WBEN was founded in October 1985 by Peter O’Neill and Romano Macari. O’Neill had helped set up Radio City Cork in 1980 and later the original South Coast Radio. WBEN specialised in playing mainly American Top 40 and initially had no presenters. It broadcast on low-power FM in the city centre and therefore coverage was limited, although the station gained a following from shops looking for background music. In summer 1986 they replaced the automated style with presenters and introduced a medium wave transmitter on 1386 kHz.
O’Neill left Ireland temporarily in late 1986 and the station continued under Macari but changed format to mixed oldies, pop, showbands and an infamous late-night phone show presented by Macari himself. WBEN was eventually changed to South Coast Radio using the jingle package from the original station of that name and the station continued until December 31st 1988. O’Neill remains influential in Cork radio circles, having recently put Juice FM on the trial DAB service. He works as a lecturer in radio at CSN College of Further Education, Cork. This jingle package came from the original WBEN in Buffalo, New York.
thanks to Martin O’Brien for the donation and Gearóid Quill for background information.
Another big Cork station from the early 1980s was South Coast Radio of which there were three incarnations between 1982 to 1988. The original South Coast (1982-1984) broadcast from above a pub in St. Luke’s in Cork on 1557 kHz (announced as 194 metres) and also 104 FM. During its existence the station had many high-profile broadcasters including Tony Allan, Nick Richards, John Kenny, Peter Madison, Henry Owens and Hugh Browne. Here are some of the South Coast jingles.

* _DATA ROWS_:
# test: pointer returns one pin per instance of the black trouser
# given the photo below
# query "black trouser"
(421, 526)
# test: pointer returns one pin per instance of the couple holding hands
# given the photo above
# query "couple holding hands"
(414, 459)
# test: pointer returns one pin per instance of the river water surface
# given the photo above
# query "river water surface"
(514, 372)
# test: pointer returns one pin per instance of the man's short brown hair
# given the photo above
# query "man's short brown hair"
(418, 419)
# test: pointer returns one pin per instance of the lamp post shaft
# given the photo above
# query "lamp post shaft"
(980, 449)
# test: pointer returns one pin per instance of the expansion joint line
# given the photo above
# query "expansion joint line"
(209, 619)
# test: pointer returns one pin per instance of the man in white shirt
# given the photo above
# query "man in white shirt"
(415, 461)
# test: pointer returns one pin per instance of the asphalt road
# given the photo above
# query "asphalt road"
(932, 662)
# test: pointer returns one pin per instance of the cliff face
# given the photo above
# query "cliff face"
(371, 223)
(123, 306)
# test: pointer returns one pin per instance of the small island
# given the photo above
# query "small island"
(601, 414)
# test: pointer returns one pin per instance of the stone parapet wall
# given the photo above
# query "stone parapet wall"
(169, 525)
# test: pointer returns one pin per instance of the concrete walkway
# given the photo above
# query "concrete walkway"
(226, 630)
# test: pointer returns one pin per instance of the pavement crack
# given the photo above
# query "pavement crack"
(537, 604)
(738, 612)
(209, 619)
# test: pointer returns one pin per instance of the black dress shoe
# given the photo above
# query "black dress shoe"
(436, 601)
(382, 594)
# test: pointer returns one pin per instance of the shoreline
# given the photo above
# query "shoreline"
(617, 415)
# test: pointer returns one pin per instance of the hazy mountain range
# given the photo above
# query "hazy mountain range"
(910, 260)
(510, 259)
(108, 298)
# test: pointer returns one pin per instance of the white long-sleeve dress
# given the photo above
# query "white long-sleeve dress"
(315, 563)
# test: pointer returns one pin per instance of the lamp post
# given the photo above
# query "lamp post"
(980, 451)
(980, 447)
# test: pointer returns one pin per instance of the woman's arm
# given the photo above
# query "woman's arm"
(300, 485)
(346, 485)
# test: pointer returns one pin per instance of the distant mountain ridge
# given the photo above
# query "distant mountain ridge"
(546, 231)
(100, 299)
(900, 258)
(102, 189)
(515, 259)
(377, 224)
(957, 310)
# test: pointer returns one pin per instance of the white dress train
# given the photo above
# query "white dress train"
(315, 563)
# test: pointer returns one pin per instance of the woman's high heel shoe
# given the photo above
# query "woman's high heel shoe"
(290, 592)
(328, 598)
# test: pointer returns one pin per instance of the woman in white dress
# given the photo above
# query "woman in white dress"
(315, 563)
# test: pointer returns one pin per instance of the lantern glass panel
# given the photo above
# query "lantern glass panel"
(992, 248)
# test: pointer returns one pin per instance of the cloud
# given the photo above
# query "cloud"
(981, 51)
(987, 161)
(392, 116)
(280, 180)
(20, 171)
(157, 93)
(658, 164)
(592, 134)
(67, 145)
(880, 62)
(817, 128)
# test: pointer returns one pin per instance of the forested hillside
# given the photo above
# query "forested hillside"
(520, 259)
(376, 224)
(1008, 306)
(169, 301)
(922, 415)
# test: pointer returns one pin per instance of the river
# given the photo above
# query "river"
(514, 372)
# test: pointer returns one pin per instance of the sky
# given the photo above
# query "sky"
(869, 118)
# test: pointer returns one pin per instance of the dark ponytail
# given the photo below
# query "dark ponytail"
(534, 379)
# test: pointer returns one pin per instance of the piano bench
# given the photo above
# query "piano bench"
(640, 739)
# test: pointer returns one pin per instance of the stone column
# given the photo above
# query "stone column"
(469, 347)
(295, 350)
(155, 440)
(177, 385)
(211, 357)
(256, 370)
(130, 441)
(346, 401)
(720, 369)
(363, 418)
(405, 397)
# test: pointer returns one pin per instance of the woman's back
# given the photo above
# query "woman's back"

* _EXERCISE_:
Copy the Cork radio passage from "WBEN was founded" to "on 1386 kHz.", substituting "DJs" for "presenters".

* _FULL OUTPUT_:
WBEN was founded in October 1985 by Peter O’Neill and Romano Macari. O’Neill had helped set up Radio City Cork in 1980 and later the original South Coast Radio. WBEN specialised in playing mainly American Top 40 and initially had no DJs. It broadcast on low-power FM in the city centre and therefore coverage was limited, although the station gained a following from shops looking for background music. In summer 1986 they replaced the automated style with DJs and introduced a medium wave transmitter on 1386 kHz.